>>>
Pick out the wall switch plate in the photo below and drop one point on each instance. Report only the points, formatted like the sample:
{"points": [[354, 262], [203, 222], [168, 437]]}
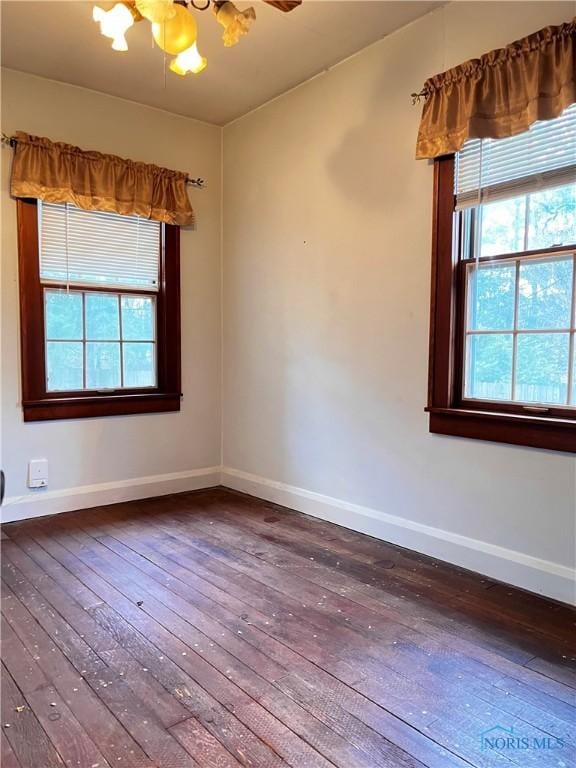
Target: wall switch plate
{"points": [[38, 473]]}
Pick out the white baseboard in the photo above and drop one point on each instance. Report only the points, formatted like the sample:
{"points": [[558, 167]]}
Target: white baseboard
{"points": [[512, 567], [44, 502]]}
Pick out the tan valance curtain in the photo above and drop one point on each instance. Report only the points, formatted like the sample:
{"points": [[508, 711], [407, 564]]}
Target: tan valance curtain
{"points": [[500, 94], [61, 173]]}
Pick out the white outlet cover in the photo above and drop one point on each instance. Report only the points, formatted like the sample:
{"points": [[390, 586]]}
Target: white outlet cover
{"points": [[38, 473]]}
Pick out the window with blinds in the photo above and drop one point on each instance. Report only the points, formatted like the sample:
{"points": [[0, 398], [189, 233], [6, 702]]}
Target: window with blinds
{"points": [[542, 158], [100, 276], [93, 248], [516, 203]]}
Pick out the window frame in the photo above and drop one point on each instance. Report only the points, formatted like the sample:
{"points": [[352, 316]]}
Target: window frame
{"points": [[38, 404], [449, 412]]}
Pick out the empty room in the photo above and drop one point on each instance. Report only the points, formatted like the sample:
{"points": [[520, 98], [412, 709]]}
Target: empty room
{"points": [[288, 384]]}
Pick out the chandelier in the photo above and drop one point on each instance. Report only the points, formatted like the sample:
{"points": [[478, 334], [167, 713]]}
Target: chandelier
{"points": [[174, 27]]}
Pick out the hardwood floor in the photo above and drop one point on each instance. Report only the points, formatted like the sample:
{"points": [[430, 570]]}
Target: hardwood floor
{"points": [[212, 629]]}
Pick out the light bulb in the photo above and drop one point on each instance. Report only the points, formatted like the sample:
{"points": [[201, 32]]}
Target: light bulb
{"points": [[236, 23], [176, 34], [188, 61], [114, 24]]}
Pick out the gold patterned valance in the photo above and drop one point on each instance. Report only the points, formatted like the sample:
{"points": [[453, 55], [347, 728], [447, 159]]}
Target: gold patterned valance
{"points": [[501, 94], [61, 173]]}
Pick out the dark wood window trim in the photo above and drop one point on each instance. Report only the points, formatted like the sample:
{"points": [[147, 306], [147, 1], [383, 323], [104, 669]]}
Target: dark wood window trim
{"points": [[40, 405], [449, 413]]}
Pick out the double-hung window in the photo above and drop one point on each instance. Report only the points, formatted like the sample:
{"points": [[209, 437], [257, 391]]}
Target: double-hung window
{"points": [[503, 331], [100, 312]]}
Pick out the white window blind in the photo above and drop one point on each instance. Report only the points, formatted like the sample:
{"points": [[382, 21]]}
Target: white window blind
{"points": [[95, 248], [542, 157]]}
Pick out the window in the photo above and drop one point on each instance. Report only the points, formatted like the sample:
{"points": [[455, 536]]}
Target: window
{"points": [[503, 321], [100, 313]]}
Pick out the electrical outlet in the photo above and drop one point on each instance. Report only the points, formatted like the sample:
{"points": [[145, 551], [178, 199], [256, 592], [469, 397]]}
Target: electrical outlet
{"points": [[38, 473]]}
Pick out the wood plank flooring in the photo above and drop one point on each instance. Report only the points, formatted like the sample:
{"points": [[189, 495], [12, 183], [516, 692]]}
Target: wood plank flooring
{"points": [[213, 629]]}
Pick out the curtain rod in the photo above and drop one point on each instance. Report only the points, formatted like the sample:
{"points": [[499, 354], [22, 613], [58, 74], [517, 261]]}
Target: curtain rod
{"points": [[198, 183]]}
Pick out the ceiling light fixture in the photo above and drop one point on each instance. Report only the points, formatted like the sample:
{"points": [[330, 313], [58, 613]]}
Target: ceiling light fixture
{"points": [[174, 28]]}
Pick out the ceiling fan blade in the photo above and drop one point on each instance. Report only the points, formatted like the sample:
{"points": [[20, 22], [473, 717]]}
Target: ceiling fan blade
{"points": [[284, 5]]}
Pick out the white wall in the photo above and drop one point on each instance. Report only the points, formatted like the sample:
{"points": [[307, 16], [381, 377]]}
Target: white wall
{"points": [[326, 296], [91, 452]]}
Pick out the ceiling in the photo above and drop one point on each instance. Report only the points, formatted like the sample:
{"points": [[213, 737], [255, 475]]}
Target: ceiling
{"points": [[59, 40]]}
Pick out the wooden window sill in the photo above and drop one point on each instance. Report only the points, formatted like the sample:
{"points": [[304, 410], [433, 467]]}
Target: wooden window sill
<<<
◆ **Problem to work on**: Reproduce all of the entries above, changing each occurrence of "drop one point" to "place one point" and leaving everything else unchanged. Omit the pictures from your answer.

◆ **Task solution**:
Pick out the wall switch plate in the photo below and place one point on each instance. Report only the points, formatted like the sample:
{"points": [[354, 262], [203, 222], [168, 437]]}
Target: wall switch plate
{"points": [[38, 473]]}
Pick out the white baseboard in the photo above and place one point on each instance. Report only the points, formatted like the sample:
{"points": [[558, 167]]}
Target: white baseboard
{"points": [[512, 567], [44, 502]]}
Pick out the tan valance curtain in the photo above and place one point on each instance. Report only the points, formatted like the sample:
{"points": [[508, 711], [407, 564]]}
Target: tan valance curtain
{"points": [[500, 94], [61, 173]]}
Pick out the white outlet cover in the photo above and place one point on each instance. Report only the points, formatted like the sample:
{"points": [[390, 586]]}
Target: white outlet cover
{"points": [[38, 473]]}
Pick out the window with blinds in the photo above and place one point on each instance. Report only the points, formatted like the sample:
{"points": [[0, 398], [189, 233], [6, 702]]}
Target: window with blinds
{"points": [[542, 158], [100, 276], [93, 248], [516, 203]]}
Pick out the window frame in the photo above and place one point on each instance. Report only the points, formatted like the sample:
{"points": [[352, 316]]}
Target: window frame
{"points": [[38, 404], [449, 412]]}
Pick out the empty room in the photo above and place one point on each instance. Report only the points, formatted like the sample:
{"points": [[520, 98], [412, 709]]}
Target: empty room
{"points": [[288, 384]]}
Pick out the chandelier in the photo above and place one point on each instance. Report only the points, formatted like the sample:
{"points": [[478, 334], [167, 713]]}
Target: chandelier
{"points": [[174, 27]]}
Pick out the hardwood floor in the photo above and place one point on each instance. Report only the points, formatted like the sample:
{"points": [[430, 570]]}
Target: hardwood floor
{"points": [[212, 629]]}
Pick out the light bulb in the photo above and place one point on each instance. Report only the points, formatted like the sample:
{"points": [[201, 32]]}
Target: light bulb
{"points": [[236, 23], [176, 34], [188, 61], [114, 24]]}
Pick out the gold patterned valance in the photo above and place one point on each instance. Report only the points, formatted like the sample:
{"points": [[453, 55], [347, 728], [447, 159]]}
Target: gold patterned valance
{"points": [[501, 94], [61, 173]]}
Pick out the dark wood window trim in the photo above and place one point on each instance. Report only the points, formatted like the sample:
{"points": [[147, 306], [147, 1], [383, 323], [104, 669]]}
Target: dark wood window trim
{"points": [[40, 405], [449, 413]]}
Pick out the double-hung window in the photo above and place one point on each instance. Report only the points, formatted like the sample:
{"points": [[209, 437], [257, 391]]}
Target: double-hung window
{"points": [[503, 331], [100, 312]]}
Pick out the white window blind in the photo above and place one point on each instance. Report only the points, formatted like the sample:
{"points": [[382, 21]]}
Target: white window blind
{"points": [[95, 248], [542, 157]]}
Pick out the window in the photo above and place one point on each instance. Report only the points, formatted like the sample:
{"points": [[455, 536]]}
Target: window
{"points": [[503, 321], [100, 313]]}
Pick out the electrical outlet in the photo above and place one point on each instance. Report only the points, formatted like the sample:
{"points": [[145, 551], [178, 199], [256, 592], [469, 397]]}
Target: electrical outlet
{"points": [[38, 473]]}
Pick out the wood plank flooring in the photo above and place one point on each instance. Report only the points, formatted like the sample:
{"points": [[189, 495], [12, 183], [516, 692]]}
Target: wood plank flooring
{"points": [[213, 629]]}
Pick out the curtain rod in the photo above and place one point on each instance. Report only the points, formatted like the sample:
{"points": [[499, 354], [22, 613], [58, 74], [517, 261]]}
Target: curtain rod
{"points": [[198, 183]]}
Pick out the ceiling light fixture in the photo above and place one point on each instance. Report only the points, formatted like the sample:
{"points": [[330, 313], [58, 613]]}
Target: ceiling light fixture
{"points": [[174, 28]]}
Pick out the ceiling fan blade in the photo above and place one point on each instance. Report only the points, formatted like the sample:
{"points": [[20, 22], [473, 717]]}
Target: ceiling fan blade
{"points": [[284, 5]]}
Pick out the white wall in the photo above and place one point on each instance. Report only the points, formatted like the sample:
{"points": [[307, 16], [381, 377]]}
Target: white wall
{"points": [[326, 296], [91, 452]]}
Pick out the ceiling in the photo above and place one point on each instance. Report only the points, formatted like the sample:
{"points": [[213, 737], [255, 475]]}
Target: ceiling
{"points": [[59, 40]]}
Pick out the wooden window sill in the photo above and place one point on each instance. Report only the points, formatted like the sample:
{"points": [[304, 410], [433, 467]]}
Target: wooden window sill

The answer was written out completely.